(Excerpted passage):
** BEGIN **
# Complete Dataframe with the full Radioteca

This notebook is the second part of the creation of the dataframe containing all the data from the different corpora adquired. The separate corpora were turned into a dataframes and explored in [Data-Parsing-Exploratory-Analysis-Part1](https://github.com/Data-Science-for-Linguists-2025/Linguistic-Markers-Catalan-Substitution/blob/main/Data-Parsing-Exploratory-Analysis-Part1.ipynb.) individually. In this notebook they are merged following the same steps as in our first approach without the full radioteca except when dealing with radioteca.

In [1]:
# importing libraries and tools
from bs4 import BeautifulSoup
import pandas as pd
import numpy as np
import re

Some of the data frames come with a great amount of metadata that won't be necessary for our research purposes. To keep it we will maintain the separate dataframes and create a merged one extracting only the columns necessary for our research question. That will be the title, date and text/content. We will also create other columns that will be useful for our Exploratory Data Analysis. 

In [2]:
# loading the individual dataframes from their pickled form
CTILC_df = pd.read_pickle("Data/CTILC.pkl")
parlament_parla_df = pd.read_pickle("Data/parlaparla.pkl")
parlaMint_df = pd.read_pickle("Data/parlaMint.pkl")
** END **
(Record set):
** BEGIN **
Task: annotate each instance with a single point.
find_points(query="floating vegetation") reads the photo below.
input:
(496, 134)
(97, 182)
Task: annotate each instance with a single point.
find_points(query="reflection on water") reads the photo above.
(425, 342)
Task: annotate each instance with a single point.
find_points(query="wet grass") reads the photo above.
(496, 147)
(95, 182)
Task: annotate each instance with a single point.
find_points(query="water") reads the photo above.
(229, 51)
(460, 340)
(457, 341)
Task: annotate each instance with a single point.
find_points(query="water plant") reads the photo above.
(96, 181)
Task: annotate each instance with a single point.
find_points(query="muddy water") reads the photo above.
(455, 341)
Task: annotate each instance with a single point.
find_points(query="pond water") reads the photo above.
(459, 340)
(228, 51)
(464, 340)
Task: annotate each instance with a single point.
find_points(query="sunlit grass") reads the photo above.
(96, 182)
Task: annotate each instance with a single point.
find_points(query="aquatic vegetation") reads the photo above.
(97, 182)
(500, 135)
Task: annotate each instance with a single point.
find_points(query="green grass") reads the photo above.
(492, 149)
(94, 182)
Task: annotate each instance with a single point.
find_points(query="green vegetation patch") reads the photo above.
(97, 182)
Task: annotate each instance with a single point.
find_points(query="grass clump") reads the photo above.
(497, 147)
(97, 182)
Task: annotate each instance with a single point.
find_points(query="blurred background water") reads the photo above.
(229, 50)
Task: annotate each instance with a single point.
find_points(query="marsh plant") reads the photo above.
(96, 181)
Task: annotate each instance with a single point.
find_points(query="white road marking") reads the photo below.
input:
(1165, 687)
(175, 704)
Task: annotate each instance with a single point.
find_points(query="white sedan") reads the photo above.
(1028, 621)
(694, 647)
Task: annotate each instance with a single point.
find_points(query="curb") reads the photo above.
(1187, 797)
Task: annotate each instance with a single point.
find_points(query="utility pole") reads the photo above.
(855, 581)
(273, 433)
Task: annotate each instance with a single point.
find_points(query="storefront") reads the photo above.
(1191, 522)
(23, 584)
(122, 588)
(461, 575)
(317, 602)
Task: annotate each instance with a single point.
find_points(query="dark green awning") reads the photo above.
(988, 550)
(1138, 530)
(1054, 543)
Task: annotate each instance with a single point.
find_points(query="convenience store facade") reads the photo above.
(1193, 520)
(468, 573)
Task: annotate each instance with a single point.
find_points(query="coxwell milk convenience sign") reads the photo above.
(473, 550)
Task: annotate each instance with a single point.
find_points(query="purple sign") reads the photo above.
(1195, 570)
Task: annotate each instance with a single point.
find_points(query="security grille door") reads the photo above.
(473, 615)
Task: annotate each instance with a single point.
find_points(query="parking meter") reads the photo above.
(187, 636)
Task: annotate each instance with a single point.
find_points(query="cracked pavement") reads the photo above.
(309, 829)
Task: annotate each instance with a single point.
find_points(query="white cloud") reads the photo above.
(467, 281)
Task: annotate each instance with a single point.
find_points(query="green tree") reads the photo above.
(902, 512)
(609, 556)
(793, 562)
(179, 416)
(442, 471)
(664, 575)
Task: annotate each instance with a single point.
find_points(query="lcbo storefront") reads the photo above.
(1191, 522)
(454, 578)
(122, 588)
** END **
(Exercise description): Set down, word for word, the part of the Radioteca dataframe notebook above that starts with "# Complete Dataframe" and goes on through "dealing with radioteca.".

(Solution to the exercise):
# Complete Dataframe with the full Radioteca

This notebook is the second part of the creation of the dataframe containing all the data from the different corpora adquired. The separate corpora were turned into a dataframes and explored in [Data-Parsing-Exploratory-Analysis-Part1](https://github.com/Data-Science-for-Linguists-2025/Linguistic-Markers-Catalan-Substitution/blob/main/Data-Parsing-Exploratory-Analysis-Part1.ipynb.) individually. In this notebook they are merged following the same steps as in our first approach without the full radioteca except when dealing with radioteca.